# TO BE DONE
Render every line of the items below as a numbered list, leaving out any blank lines.

(Dataset records)

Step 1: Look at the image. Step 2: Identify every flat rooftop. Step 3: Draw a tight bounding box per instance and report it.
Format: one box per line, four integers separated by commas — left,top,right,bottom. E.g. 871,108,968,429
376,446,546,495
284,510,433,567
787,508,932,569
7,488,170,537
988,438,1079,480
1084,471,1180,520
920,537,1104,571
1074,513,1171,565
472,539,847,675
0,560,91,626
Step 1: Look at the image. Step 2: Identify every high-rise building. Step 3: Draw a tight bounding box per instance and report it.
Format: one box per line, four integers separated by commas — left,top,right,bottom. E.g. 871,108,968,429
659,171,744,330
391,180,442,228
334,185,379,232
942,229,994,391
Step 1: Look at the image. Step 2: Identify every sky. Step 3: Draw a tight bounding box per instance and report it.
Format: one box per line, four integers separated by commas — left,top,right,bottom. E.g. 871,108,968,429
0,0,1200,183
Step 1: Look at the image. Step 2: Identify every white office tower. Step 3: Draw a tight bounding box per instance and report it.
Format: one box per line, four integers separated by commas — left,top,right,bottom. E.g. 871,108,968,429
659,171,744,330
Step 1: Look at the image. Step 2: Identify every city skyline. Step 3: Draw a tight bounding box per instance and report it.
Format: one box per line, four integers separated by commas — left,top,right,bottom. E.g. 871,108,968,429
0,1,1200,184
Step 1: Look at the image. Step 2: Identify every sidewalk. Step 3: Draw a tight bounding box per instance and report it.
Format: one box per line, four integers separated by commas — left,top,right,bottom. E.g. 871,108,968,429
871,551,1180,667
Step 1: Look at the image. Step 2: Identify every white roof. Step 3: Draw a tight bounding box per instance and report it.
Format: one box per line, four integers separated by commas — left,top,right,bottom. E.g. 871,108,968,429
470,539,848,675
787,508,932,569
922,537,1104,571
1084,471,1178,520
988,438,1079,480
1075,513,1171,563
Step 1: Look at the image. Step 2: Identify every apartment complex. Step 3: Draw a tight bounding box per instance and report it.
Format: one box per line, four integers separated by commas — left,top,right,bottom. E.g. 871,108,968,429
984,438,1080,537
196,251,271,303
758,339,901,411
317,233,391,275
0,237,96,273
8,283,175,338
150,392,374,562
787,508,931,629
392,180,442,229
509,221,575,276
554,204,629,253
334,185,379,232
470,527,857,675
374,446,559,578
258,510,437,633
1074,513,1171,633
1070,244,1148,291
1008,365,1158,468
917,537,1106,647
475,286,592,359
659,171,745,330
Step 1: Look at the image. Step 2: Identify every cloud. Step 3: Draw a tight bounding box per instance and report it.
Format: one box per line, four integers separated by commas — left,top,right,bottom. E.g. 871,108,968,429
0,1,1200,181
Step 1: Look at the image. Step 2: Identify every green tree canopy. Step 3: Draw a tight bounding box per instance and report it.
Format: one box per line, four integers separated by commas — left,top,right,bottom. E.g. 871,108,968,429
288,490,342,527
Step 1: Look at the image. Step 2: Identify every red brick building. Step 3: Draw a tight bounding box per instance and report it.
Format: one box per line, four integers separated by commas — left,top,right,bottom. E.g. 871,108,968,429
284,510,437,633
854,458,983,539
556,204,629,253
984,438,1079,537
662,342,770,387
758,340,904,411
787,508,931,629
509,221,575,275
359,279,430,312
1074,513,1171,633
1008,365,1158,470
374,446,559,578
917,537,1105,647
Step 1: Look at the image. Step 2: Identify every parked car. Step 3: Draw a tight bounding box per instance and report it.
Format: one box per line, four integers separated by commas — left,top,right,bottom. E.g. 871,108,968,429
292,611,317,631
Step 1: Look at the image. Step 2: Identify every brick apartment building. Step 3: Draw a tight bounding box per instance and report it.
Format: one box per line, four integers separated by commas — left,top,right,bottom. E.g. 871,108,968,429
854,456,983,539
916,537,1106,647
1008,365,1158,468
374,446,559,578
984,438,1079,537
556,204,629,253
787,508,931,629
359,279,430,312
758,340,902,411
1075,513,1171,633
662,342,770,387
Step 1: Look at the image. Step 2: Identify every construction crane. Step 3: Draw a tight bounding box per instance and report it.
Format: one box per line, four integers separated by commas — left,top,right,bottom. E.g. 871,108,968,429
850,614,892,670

# SOLUTION FOR THIS PROBLEM
1. Step 1: Look at the image. Step 2: Identify every flat rooftop. Step 3: Draw a tight bounding box per instance and report it.
2. Format: one box per line, four integers separated by commas — left,top,right,bottom. E.g. 871,108,968,429
3. 376,446,546,495
4. 284,510,433,567
5. 787,508,932,569
6. 7,488,170,537
7. 988,438,1079,480
8. 1084,471,1180,520
9. 920,537,1104,571
10. 1074,513,1171,565
11. 472,539,847,675
12. 0,560,91,626
13. Step 1: Look at the image. Step 2: Identify every high-rise building. Step 3: Draw a tight bounding box per instance and report it.
14. Format: one box per line, four integers separated by commas — left,top,right,bottom. E.g. 871,108,968,429
15. 659,171,744,330
16. 391,180,442,228
17. 334,185,379,232
18. 942,229,994,391
19. Step 1: Look at the image. Step 2: Identify every sky. Step 3: Draw a tight bounding box per instance and report it.
20. Format: one box per line, four integers separated by commas — left,top,right,bottom. E.g. 871,108,968,429
21. 0,0,1200,183
22. Step 1: Look at the image. Step 2: Identify every white office tower. Step 3: Draw a tight bounding box per instance and report it.
23. Format: one box per line, four integers separated by commas — left,top,right,bottom. E.g. 871,108,968,429
24. 659,171,744,330
25. Step 1: Look at the image. Step 2: Identify every city skyline. Step 3: Draw a tight bounding box per instance and report it.
26. Format: one box per line, four integers separated by commas — left,top,right,bottom. E.g. 871,108,968,429
27. 0,1,1200,184
28. Step 1: Look at the image. Step 2: Identify every sidewalk. Step 3: Draw a tight bounding box per instance and report it.
29. Format: one box per line, four integers separated by commas — left,top,right,bottom. E.g. 871,108,968,429
30. 871,551,1180,667
31. Step 1: Look at the image. Step 2: Identify every white roof. Step 3: Draw a tight bounding box per instance and report it.
32. Format: one box per line, four integers separated by commas — left,top,right,bottom. E.g. 871,108,968,429
33. 470,539,848,675
34. 787,508,932,569
35. 922,537,1104,571
36. 1084,471,1178,520
37. 988,438,1079,480
38. 1075,513,1171,563
39. Step 1: Look at the image. Step 2: Identify every apartment complex. Step 3: Draw a tight bounding box per instance and report it.
40. Format: one box per line, four integers separated by commas — left,top,right,bottom. E.g. 871,108,968,429
41. 984,438,1080,537
42. 196,251,271,303
43. 758,339,901,411
44. 317,233,391,275
45. 0,237,96,273
46. 8,283,175,338
47. 150,392,374,562
48. 787,508,931,629
49. 392,180,442,229
50. 509,221,575,276
51. 554,204,629,253
52. 334,185,379,232
53. 470,527,857,675
54. 374,446,559,578
55. 258,510,437,633
56. 1074,513,1171,633
57. 1070,244,1148,291
58. 1008,365,1158,468
59. 917,537,1106,647
60. 475,286,592,359
61. 659,171,745,330
62. Step 1: Look at the image. Step 2: Identify every cloud. Step 3: Draw a tight bounding box per instance and report it.
63. Format: one box per line, four integers separated by commas — left,top,right,bottom. E.g. 871,108,968,429
64. 0,1,1200,181
65. Step 1: Look at the image. Step 2: Identify every green tree canopy. Step 3: Draw a tight bounding box per instance and report it.
66. Format: one box per line, four integers separated by commas — left,top,right,bottom. E.g. 871,108,968,429
67. 288,490,342,527
68. Step 1: Look at the image. Step 2: Identify every red brick building. Step 3: Draw a tight bounding box per instance and report it.
69. Format: one box per line, four integers separated by commas — left,top,right,bottom. E.g. 871,108,968,429
70. 284,510,437,633
71. 854,458,983,539
72. 556,204,629,253
73. 984,438,1079,537
74. 662,342,770,387
75. 758,340,904,411
76. 787,508,931,629
77. 509,221,575,275
78. 359,279,430,312
79. 1074,513,1171,633
80. 1008,365,1158,470
81. 374,446,559,578
82. 917,537,1105,647
83. Step 1: Look at the image. Step 2: Identify every parked car. Step 3: Draw a tight bounding box per instance and report it.
84. Format: one box per line, four integers separated by commas — left,top,right,bottom. E.g. 871,108,968,429
85. 292,611,317,631
86. Step 1: Look at the image. Step 2: Identify every brick apartment building. Step 3: Draw a tight bounding box per instance and report it.
87. Format: one box per line, four integers separated by commas — left,top,right,bottom. E.g. 871,108,968,429
88. 854,456,983,539
89. 916,537,1106,647
90. 1008,365,1158,468
91. 374,446,559,578
92. 984,438,1079,537
93. 556,204,629,253
94. 787,508,931,629
95. 359,279,430,312
96. 758,340,902,411
97. 1075,513,1171,633
98. 662,342,770,387
99. Step 1: Look at the image. Step 2: Identify every construction crane. Step 3: Draw a tight bounding box per instance and report it.
100. Format: one box per line, four integers separated by commas — left,top,right,bottom. E.g. 871,108,968,429
101. 850,614,892,670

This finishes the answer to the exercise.